(WHAT YOU SHOULD DO): Only the lines with the string "negative" are needed; return each of them from the entries below.

[Stored records]
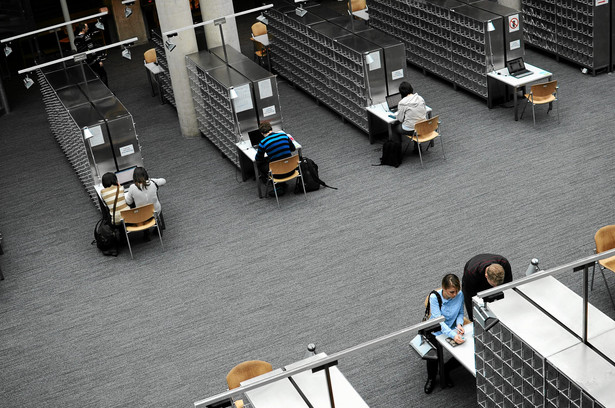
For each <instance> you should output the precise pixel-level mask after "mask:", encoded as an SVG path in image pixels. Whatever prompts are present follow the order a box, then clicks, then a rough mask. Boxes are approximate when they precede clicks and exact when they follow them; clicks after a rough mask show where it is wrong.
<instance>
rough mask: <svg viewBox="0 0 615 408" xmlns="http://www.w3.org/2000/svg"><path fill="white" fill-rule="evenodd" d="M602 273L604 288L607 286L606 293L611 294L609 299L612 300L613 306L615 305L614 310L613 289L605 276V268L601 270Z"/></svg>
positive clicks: (603, 268)
mask: <svg viewBox="0 0 615 408" xmlns="http://www.w3.org/2000/svg"><path fill="white" fill-rule="evenodd" d="M600 272H601V273H602V279H604V286H606V291H607V292H608V293H609V297H610V298H611V304H612V305H613V309H615V301H613V295H611V289H609V284H608V283H607V281H606V276H604V268H600Z"/></svg>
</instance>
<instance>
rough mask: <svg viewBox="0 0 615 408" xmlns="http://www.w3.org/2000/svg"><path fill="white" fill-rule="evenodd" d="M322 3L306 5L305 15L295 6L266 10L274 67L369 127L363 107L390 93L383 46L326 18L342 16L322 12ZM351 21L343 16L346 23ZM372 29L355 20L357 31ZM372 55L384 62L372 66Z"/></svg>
mask: <svg viewBox="0 0 615 408" xmlns="http://www.w3.org/2000/svg"><path fill="white" fill-rule="evenodd" d="M319 7H320V6H313V7H307V8H306V10H308V12H307V14H306V15H305V16H304V17H301V18H298V17H297V16H296V15H295V14H294V10H295V8H294V7H292V8H288V7H284V8H280V9H269V10H267V12H266V15H267V19H268V20H269V24H268V29H269V33H270V34H271V35H272V41H271V45H270V47H271V63H272V68H273V69H274V70H275V71H276V72H277V73H279V74H280V75H282V76H283V77H284V78H286V79H287V80H289V81H290V82H292V83H293V84H295V85H296V86H298V87H300V88H301V89H303V90H304V91H305V92H307V93H309V94H310V95H312V96H314V97H315V98H316V99H317V100H318V101H319V102H322V103H324V104H326V105H327V106H329V107H330V108H331V109H333V110H334V111H335V112H337V113H339V114H340V115H341V116H342V117H343V118H344V119H346V120H348V121H350V122H351V123H353V124H355V125H356V126H357V127H359V128H360V129H362V130H363V131H365V132H368V121H367V112H366V111H365V107H366V106H369V105H372V104H373V103H379V102H383V101H384V96H385V94H386V77H385V71H384V67H383V66H384V64H383V63H382V62H383V61H384V54H383V51H382V48H381V47H379V46H378V45H376V44H374V43H371V42H369V41H368V40H366V39H364V38H361V37H358V36H357V35H355V34H354V33H353V32H351V31H349V30H346V29H344V28H342V27H340V26H339V25H337V24H334V23H333V22H329V21H325V20H323V18H321V17H319V16H318V14H320V15H322V16H327V15H331V16H332V17H333V18H332V21H333V20H335V19H336V18H337V19H339V18H340V17H339V16H336V15H335V14H327V13H323V12H322V9H319ZM349 21H350V20H349V18H348V19H344V18H343V17H342V18H341V20H340V22H341V23H343V24H345V23H346V22H349ZM368 28H369V27H367V26H366V25H365V24H364V23H362V22H360V21H357V24H356V27H355V28H353V31H360V30H363V29H365V30H367V29H368ZM368 54H369V55H370V56H371V57H372V58H373V59H374V60H377V61H379V62H380V64H379V65H374V66H372V67H369V66H368V65H367V64H366V62H365V58H366V56H367V55H368ZM402 55H403V51H402ZM380 99H381V100H380Z"/></svg>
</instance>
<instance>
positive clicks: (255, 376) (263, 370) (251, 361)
mask: <svg viewBox="0 0 615 408" xmlns="http://www.w3.org/2000/svg"><path fill="white" fill-rule="evenodd" d="M272 370H273V367H272V366H271V364H269V363H267V362H266V361H260V360H250V361H244V362H243V363H239V364H237V365H236V366H235V367H233V368H232V369H231V371H229V372H228V374H227V375H226V383H227V384H228V388H229V390H232V389H233V388H237V387H239V385H240V383H241V382H242V381H246V380H249V379H250V378H254V377H258V376H259V375H262V374H265V373H268V372H270V371H272ZM235 407H236V408H243V400H236V401H235Z"/></svg>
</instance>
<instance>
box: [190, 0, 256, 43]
mask: <svg viewBox="0 0 615 408" xmlns="http://www.w3.org/2000/svg"><path fill="white" fill-rule="evenodd" d="M206 3H207V6H205V2H201V16H202V17H203V21H208V20H214V19H216V18H219V17H224V16H228V15H229V14H235V9H234V8H233V2H232V1H228V0H208V1H207V2H206ZM222 30H223V31H222V32H223V33H224V42H226V43H227V44H228V45H230V46H231V47H233V48H235V49H236V50H237V51H241V47H240V45H239V36H238V35H237V23H236V22H235V19H234V18H229V19H227V20H226V23H225V24H223V25H222ZM246 35H249V33H247V34H246ZM205 39H206V40H207V48H208V49H211V48H214V47H219V46H221V45H222V39H221V38H220V28H219V27H218V26H215V25H214V24H207V25H206V26H205Z"/></svg>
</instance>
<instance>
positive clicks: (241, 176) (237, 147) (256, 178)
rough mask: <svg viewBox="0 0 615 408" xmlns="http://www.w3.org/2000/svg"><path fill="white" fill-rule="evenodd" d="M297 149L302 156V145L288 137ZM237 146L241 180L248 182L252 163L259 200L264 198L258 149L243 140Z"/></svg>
mask: <svg viewBox="0 0 615 408" xmlns="http://www.w3.org/2000/svg"><path fill="white" fill-rule="evenodd" d="M288 136H289V137H290V138H291V140H292V141H293V144H294V145H295V148H296V149H297V154H299V155H301V145H300V144H299V143H297V141H296V140H295V139H293V137H292V136H291V135H288ZM235 146H237V152H238V153H239V168H240V169H241V178H242V180H243V181H246V180H247V179H248V178H249V171H248V169H247V168H246V167H247V166H248V163H249V162H251V163H252V168H253V169H254V178H255V179H256V190H257V192H258V198H263V192H262V187H261V182H260V180H259V179H258V166H257V164H256V149H255V148H254V147H252V144H251V143H250V140H242V141H240V142H239V143H235Z"/></svg>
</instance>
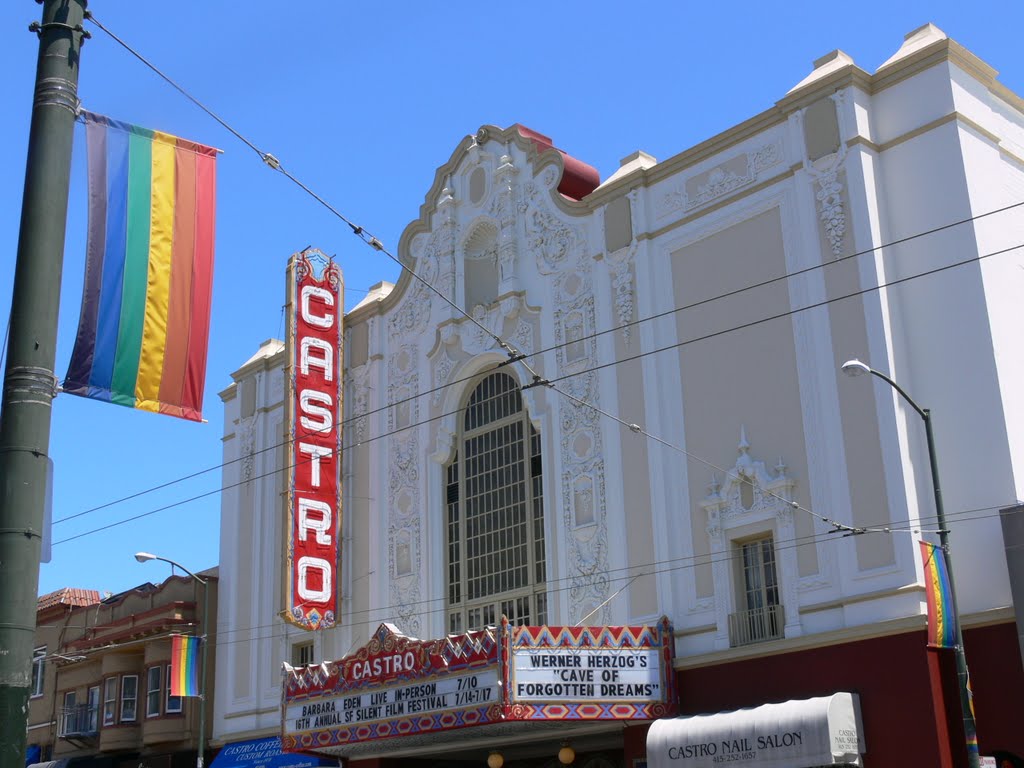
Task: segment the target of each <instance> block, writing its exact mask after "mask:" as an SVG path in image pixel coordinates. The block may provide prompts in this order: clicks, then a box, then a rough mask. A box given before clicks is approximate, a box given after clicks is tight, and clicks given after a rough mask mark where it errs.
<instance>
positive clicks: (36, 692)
mask: <svg viewBox="0 0 1024 768" xmlns="http://www.w3.org/2000/svg"><path fill="white" fill-rule="evenodd" d="M45 674H46V646H45V645H44V646H43V647H41V648H36V649H35V650H34V651H32V697H33V698H35V697H36V696H41V695H43V676H44V675H45Z"/></svg>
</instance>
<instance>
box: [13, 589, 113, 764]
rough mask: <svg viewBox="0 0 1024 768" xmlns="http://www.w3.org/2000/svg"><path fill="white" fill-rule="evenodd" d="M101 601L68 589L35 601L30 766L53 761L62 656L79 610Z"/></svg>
mask: <svg viewBox="0 0 1024 768" xmlns="http://www.w3.org/2000/svg"><path fill="white" fill-rule="evenodd" d="M98 602H99V593H98V592H96V590H82V589H73V588H71V587H65V588H63V589H61V590H57V591H56V592H50V593H49V594H46V595H43V596H42V597H40V598H39V600H38V601H37V602H36V646H35V648H34V649H33V653H32V690H31V691H30V694H29V733H28V739H27V741H28V753H29V755H28V758H27V762H29V763H39V762H44V761H47V760H50V758H51V756H52V754H53V744H54V743H55V742H56V733H57V726H58V723H59V715H60V702H59V700H58V697H57V695H56V691H57V677H58V675H59V673H60V667H59V664H60V663H62V662H63V657H62V655H61V653H60V650H61V648H62V647H63V642H65V638H66V636H67V634H68V629H69V625H70V624H72V623H73V622H72V621H71V618H72V615H73V613H74V612H75V611H76V609H78V610H81V609H83V608H87V607H88V606H91V605H95V604H96V603H98Z"/></svg>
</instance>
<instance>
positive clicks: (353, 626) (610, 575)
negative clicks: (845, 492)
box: [44, 502, 1016, 655]
mask: <svg viewBox="0 0 1024 768" xmlns="http://www.w3.org/2000/svg"><path fill="white" fill-rule="evenodd" d="M1015 503H1016V502H1011V503H1008V504H1002V505H998V506H992V507H981V508H976V509H970V510H961V511H958V512H955V513H953V516H956V517H957V518H958V519H957V520H956V522H957V523H961V522H973V521H978V520H985V519H991V518H995V517H998V512H996V513H995V514H994V515H993V514H986V515H975V516H972V517H966V516H965V515H968V514H973V513H975V512H985V511H989V510H998V509H1001V508H1005V507H1009V506H1013V505H1014V504H1015ZM918 530H920V526H916V525H914V526H911V527H910V528H907V529H905V530H899V531H896V532H916V531H918ZM867 532H885V531H882V530H876V529H873V528H871V529H869V530H868V531H867ZM925 532H929V531H925ZM931 532H934V531H931ZM836 536H837V531H831V530H830V531H819V532H815V534H812V535H810V536H804V537H797V538H795V539H792V540H778V541H776V551H778V552H784V551H786V550H790V549H799V548H801V547H810V546H815V545H817V544H819V543H825V542H835V541H837V539H836ZM845 536H849V534H846V535H845ZM736 557H738V553H735V552H725V553H721V554H720V555H716V554H714V553H710V552H709V553H700V554H692V555H681V556H678V557H672V558H666V559H662V560H652V561H650V562H646V563H640V564H635V565H627V566H624V567H618V568H609V569H608V570H607V571H605V572H604V573H603V574H604V575H606V577H607V579H608V586H609V590H610V589H613V588H616V587H617V588H618V590H617V592H616V593H615V594H618V592H622V591H623V590H624V589H626V588H627V587H629V585H630V584H631V583H632V582H634V581H636V580H637V579H639V578H642V577H656V575H660V574H665V573H672V572H677V571H681V570H691V569H693V568H697V567H701V566H709V567H710V566H714V565H715V564H716V563H719V562H734V561H735V559H736ZM360 578H361V577H360ZM572 581H573V577H569V575H567V577H563V578H561V579H556V580H552V581H550V582H548V583H547V585H548V586H549V589H548V592H549V594H557V593H565V592H568V591H570V590H571V589H572ZM346 599H348V600H350V599H351V597H350V596H349V597H346ZM445 599H446V598H444V597H443V596H441V597H435V598H424V599H421V600H416V601H412V602H410V603H403V604H402V605H400V606H399V605H384V606H377V607H372V608H366V609H360V610H352V611H349V612H348V613H346V615H345V616H344V618H345V624H344V627H346V628H349V629H351V628H356V627H367V628H371V627H375V626H377V625H379V624H381V623H384V622H390V623H392V624H393V623H395V622H396V620H399V616H398V612H397V611H398V609H399V608H407V609H408V608H414V609H416V610H415V612H417V613H418V614H420V615H423V614H427V615H430V614H434V613H441V612H444V611H446V610H447V609H449V606H446V605H445V604H444V601H445ZM89 607H90V608H92V607H95V606H89ZM403 612H404V611H403ZM44 626H49V627H57V626H65V625H44ZM183 626H187V625H183ZM65 627H66V629H93V628H94V626H93V625H88V626H80V625H67V626H65ZM340 628H341V626H340V625H339V627H336V628H335V629H340ZM677 629H679V628H677ZM262 630H284V631H283V632H271V634H268V635H261V636H257V637H251V636H248V633H256V632H260V631H262ZM331 631H332V630H325V632H331ZM240 634H246V635H247V636H246V637H237V638H234V639H227V637H228V636H229V635H240ZM169 636H170V635H169V634H167V635H165V634H162V633H158V634H157V635H154V636H152V637H150V638H141V639H133V640H129V641H124V642H117V643H110V644H108V645H103V646H99V647H95V648H90V649H88V650H84V651H77V653H81V654H82V655H89V654H95V653H100V652H105V651H109V650H112V649H115V648H119V647H122V646H124V645H130V644H136V643H138V642H145V641H151V642H152V641H154V640H160V639H164V638H165V637H169ZM289 637H291V638H295V637H297V635H296V633H295V632H294V631H291V630H289V628H288V627H287V626H285V625H284V624H279V623H274V624H257V625H251V626H248V627H232V628H229V629H225V630H219V629H218V630H217V631H216V643H217V645H218V646H227V645H233V644H238V643H251V642H255V641H261V640H271V641H272V640H283V639H288V638H289Z"/></svg>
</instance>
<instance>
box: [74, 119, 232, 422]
mask: <svg viewBox="0 0 1024 768" xmlns="http://www.w3.org/2000/svg"><path fill="white" fill-rule="evenodd" d="M81 119H82V120H83V121H84V123H85V129H86V145H87V154H88V177H89V180H88V187H89V237H88V242H87V245H86V265H85V283H84V286H83V288H82V310H81V314H80V317H79V322H78V335H77V336H76V338H75V348H74V350H73V351H72V357H71V364H70V365H69V367H68V376H67V377H65V381H63V391H65V392H68V393H69V394H76V395H80V396H82V397H92V398H95V399H99V400H106V401H109V402H115V403H117V404H119V406H127V407H128V408H135V409H140V410H143V411H152V412H154V413H161V414H169V415H171V416H177V417H179V418H182V419H190V420H193V421H201V420H202V419H203V413H202V411H203V388H204V384H205V381H206V352H207V343H208V341H209V333H210V298H211V291H212V285H213V243H214V214H215V210H216V202H215V188H216V154H217V151H216V150H214V148H212V147H209V146H204V145H203V144H197V143H195V142H193V141H186V140H185V139H181V138H177V137H175V136H172V135H170V134H167V133H161V132H160V131H152V130H148V129H146V128H139V127H137V126H134V125H128V124H126V123H120V122H117V121H115V120H111V119H110V118H104V117H102V116H100V115H94V114H92V113H89V112H83V113H82V114H81Z"/></svg>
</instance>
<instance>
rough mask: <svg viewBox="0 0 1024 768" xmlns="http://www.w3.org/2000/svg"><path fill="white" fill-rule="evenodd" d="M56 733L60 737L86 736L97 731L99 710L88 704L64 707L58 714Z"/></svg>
mask: <svg viewBox="0 0 1024 768" xmlns="http://www.w3.org/2000/svg"><path fill="white" fill-rule="evenodd" d="M59 718H60V719H59V730H58V731H57V733H58V735H59V736H60V737H61V738H87V737H89V736H95V735H96V733H97V732H98V731H99V710H98V708H96V707H90V706H89V705H77V706H75V707H65V708H62V709H61V710H60V714H59Z"/></svg>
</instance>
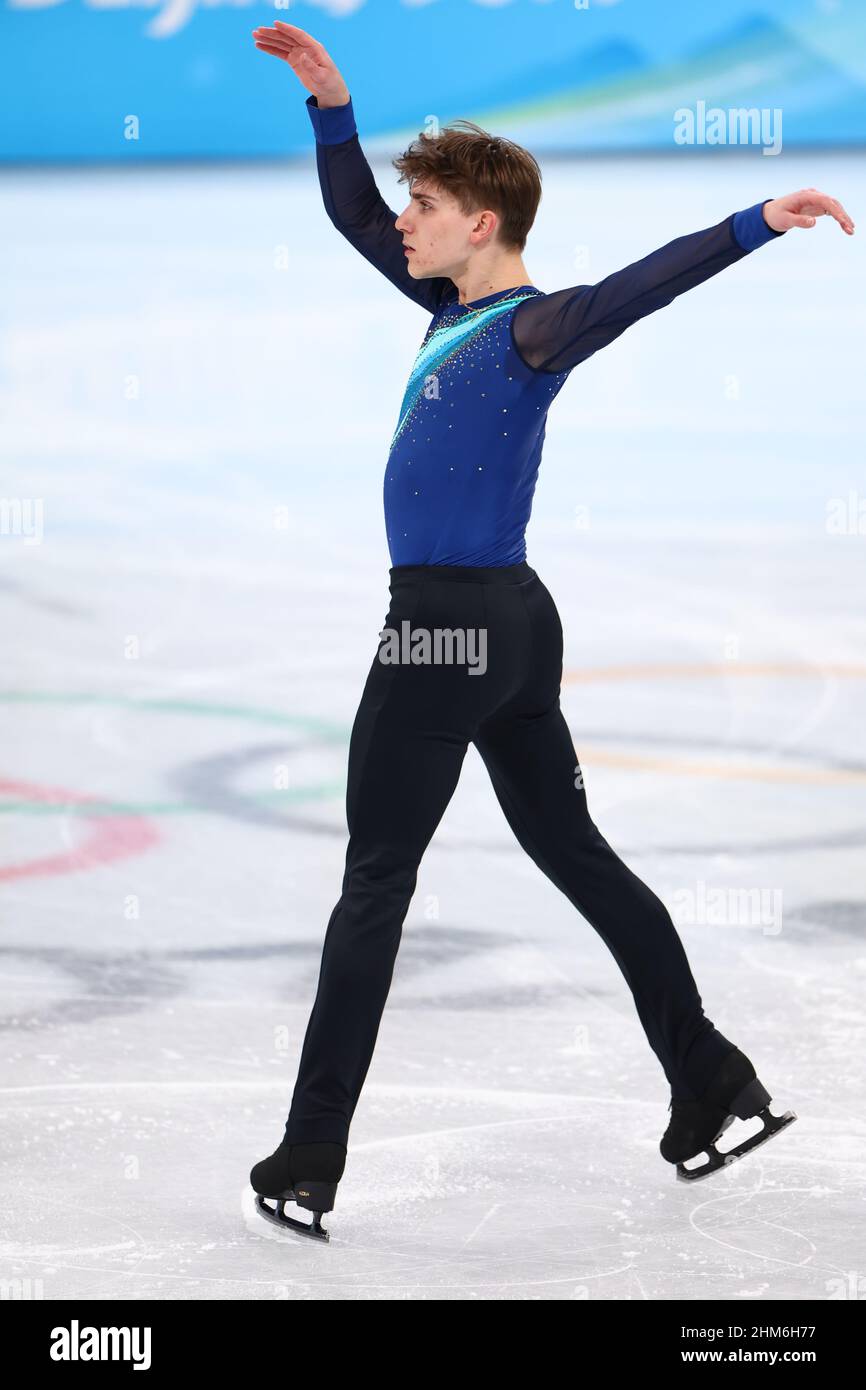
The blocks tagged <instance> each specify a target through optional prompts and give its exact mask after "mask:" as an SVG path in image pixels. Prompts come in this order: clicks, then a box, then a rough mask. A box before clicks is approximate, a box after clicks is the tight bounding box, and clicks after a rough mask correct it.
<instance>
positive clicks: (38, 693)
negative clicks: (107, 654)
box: [0, 691, 349, 817]
mask: <svg viewBox="0 0 866 1390" xmlns="http://www.w3.org/2000/svg"><path fill="white" fill-rule="evenodd" d="M0 703H4V705H115V706H121V708H122V709H133V710H135V709H138V710H146V712H153V713H158V714H197V716H203V717H210V719H240V720H249V721H252V723H257V724H272V726H277V727H284V728H299V730H303V733H307V734H316V735H318V737H320V738H324V741H325V742H328V744H345V742H346V741H348V737H349V731H348V730H346V727H345V726H342V724H329V723H327V721H325V720H321V719H311V717H309V716H306V714H286V713H284V712H282V710H275V709H257V708H256V706H249V705H215V703H210V702H207V701H185V699H149V698H139V696H126V695H96V694H92V692H88V691H76V692H71V694H51V692H50V691H0ZM345 791H346V778H345V777H343V778H342V780H341V781H332V783H313V784H310V785H309V787H289V788H285V790H281V791H277V790H274V791H265V792H259V794H254V795H252V794H245V792H235V794H234V795H236V796H243V798H245V799H246V801H249V802H253V803H256V805H265V806H267V805H277V806H279V805H281V803H285V802H289V803H300V802H306V801H328V799H329V798H334V796H339V795H343V794H345ZM213 810H214V808H213V806H209V805H200V803H199V802H188V801H178V802H168V801H153V802H132V801H118V799H115V798H106V799H104V801H100V799H93V801H86V802H79V801H75V802H67V801H54V802H32V801H7V802H1V803H0V815H25V816H56V815H58V813H60V815H64V816H83V817H88V816H175V815H185V813H190V812H213ZM220 815H222V812H221V810H220Z"/></svg>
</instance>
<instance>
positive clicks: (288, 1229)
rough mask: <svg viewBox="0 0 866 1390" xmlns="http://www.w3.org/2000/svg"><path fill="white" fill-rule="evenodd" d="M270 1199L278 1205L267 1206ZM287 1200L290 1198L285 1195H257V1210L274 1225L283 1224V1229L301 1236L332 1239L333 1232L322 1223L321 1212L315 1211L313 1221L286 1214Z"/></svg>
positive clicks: (312, 1237)
mask: <svg viewBox="0 0 866 1390" xmlns="http://www.w3.org/2000/svg"><path fill="white" fill-rule="evenodd" d="M268 1201H272V1202H277V1207H267V1205H265V1204H267V1202H268ZM286 1201H288V1198H285V1197H271V1198H267V1197H259V1195H256V1211H257V1212H259V1215H260V1216H264V1219H265V1220H270V1222H271V1225H272V1226H281V1227H282V1230H291V1232H296V1233H297V1234H300V1236H309V1237H310V1238H311V1240H331V1233H329V1232H327V1230H325V1227H324V1226H322V1223H321V1216H322V1213H321V1212H313V1220H311V1222H303V1220H297V1218H296V1216H286V1213H285V1204H286Z"/></svg>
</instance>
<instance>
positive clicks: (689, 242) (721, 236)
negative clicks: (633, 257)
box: [512, 188, 853, 373]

(RESULT):
negative clicks: (845, 492)
negative clicks: (107, 654)
negative clicks: (633, 257)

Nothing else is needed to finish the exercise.